Records supplied
%%

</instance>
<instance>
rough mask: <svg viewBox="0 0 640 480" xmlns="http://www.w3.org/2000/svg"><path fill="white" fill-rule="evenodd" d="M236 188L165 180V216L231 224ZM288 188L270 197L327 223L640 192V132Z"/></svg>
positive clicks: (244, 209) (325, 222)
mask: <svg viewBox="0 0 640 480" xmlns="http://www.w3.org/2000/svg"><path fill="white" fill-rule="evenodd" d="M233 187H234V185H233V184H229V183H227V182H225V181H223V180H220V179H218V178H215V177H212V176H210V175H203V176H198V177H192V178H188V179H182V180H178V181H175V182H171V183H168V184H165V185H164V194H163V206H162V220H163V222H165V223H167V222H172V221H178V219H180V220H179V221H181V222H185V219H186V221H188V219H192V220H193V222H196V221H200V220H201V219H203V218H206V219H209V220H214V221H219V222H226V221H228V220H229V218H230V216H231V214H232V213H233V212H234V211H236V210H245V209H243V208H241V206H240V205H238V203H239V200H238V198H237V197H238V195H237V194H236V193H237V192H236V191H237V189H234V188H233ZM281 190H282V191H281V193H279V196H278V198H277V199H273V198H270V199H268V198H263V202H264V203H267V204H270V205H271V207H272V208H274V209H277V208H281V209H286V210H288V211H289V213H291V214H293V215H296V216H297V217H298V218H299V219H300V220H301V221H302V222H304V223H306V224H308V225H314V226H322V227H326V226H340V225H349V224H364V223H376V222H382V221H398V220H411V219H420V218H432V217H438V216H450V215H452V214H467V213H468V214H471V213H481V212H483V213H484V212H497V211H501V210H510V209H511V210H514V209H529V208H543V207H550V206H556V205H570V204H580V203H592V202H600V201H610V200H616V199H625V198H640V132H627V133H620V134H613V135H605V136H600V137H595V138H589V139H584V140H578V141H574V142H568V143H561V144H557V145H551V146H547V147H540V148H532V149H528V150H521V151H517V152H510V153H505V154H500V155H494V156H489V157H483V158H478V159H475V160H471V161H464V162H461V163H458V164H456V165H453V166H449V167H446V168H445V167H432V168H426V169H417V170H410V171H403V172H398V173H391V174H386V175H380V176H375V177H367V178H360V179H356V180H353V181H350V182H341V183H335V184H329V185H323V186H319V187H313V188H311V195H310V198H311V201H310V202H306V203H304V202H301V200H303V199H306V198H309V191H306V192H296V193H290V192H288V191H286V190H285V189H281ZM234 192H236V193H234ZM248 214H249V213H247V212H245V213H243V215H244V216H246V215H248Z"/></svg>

%%

Problem statement
Copy every line of the records above verbatim, keeping each character, space, and line break in its original order.

The answer
</instance>
<instance>
rough mask: <svg viewBox="0 0 640 480" xmlns="http://www.w3.org/2000/svg"><path fill="white" fill-rule="evenodd" d="M236 188L165 180V216L231 224ZM288 188L270 197L327 223L640 192V132Z"/></svg>
positive clicks: (244, 209) (325, 222)
mask: <svg viewBox="0 0 640 480" xmlns="http://www.w3.org/2000/svg"><path fill="white" fill-rule="evenodd" d="M233 187H234V185H233V184H229V183H227V182H225V181H223V180H220V179H218V178H215V177H212V176H210V175H203V176H198V177H192V178H188V179H182V180H178V181H175V182H171V183H168V184H165V185H164V194H163V206H162V220H163V222H165V223H167V222H172V221H178V219H180V220H179V221H181V222H185V219H186V221H188V219H192V220H193V222H196V221H200V220H201V219H203V218H206V219H209V220H214V221H219V222H226V221H228V220H229V218H230V216H231V214H232V213H233V212H234V211H236V210H245V209H243V208H241V206H240V205H238V203H239V200H238V198H237V197H238V195H237V194H236V193H237V192H236V191H237V189H234V188H233ZM281 190H282V191H281V193H279V196H278V198H277V199H273V198H270V199H268V198H263V202H264V203H267V204H270V205H271V207H272V208H274V209H277V208H281V209H286V210H288V211H289V213H291V214H293V215H296V216H297V217H298V218H299V219H300V220H301V221H302V222H304V223H306V224H308V225H314V226H322V227H326V226H340V225H349V224H364V223H376V222H382V221H398V220H411V219H420V218H432V217H438V216H450V215H452V214H467V213H468V214H471V213H481V212H483V213H484V212H497V211H501V210H510V209H511V210H514V209H529V208H543V207H550V206H556V205H570V204H580V203H592V202H600V201H610V200H616V199H625V198H640V132H627V133H620V134H613V135H605V136H600V137H595V138H589V139H584V140H578V141H574V142H568V143H561V144H557V145H551V146H547V147H540V148H532V149H528V150H521V151H517V152H510V153H505V154H500V155H494V156H489V157H483V158H478V159H475V160H471V161H464V162H461V163H458V164H456V165H453V166H449V167H446V168H445V167H432V168H426V169H417V170H410V171H403V172H398V173H391V174H386V175H380V176H375V177H367V178H360V179H356V180H353V181H350V182H341V183H335V184H329V185H323V186H319V187H313V188H311V195H310V198H311V201H310V202H306V203H304V202H301V200H303V199H306V198H309V191H306V192H296V193H290V192H288V191H286V190H285V189H281ZM234 192H236V193H234ZM248 214H249V213H247V212H245V213H243V215H244V216H246V215H248Z"/></svg>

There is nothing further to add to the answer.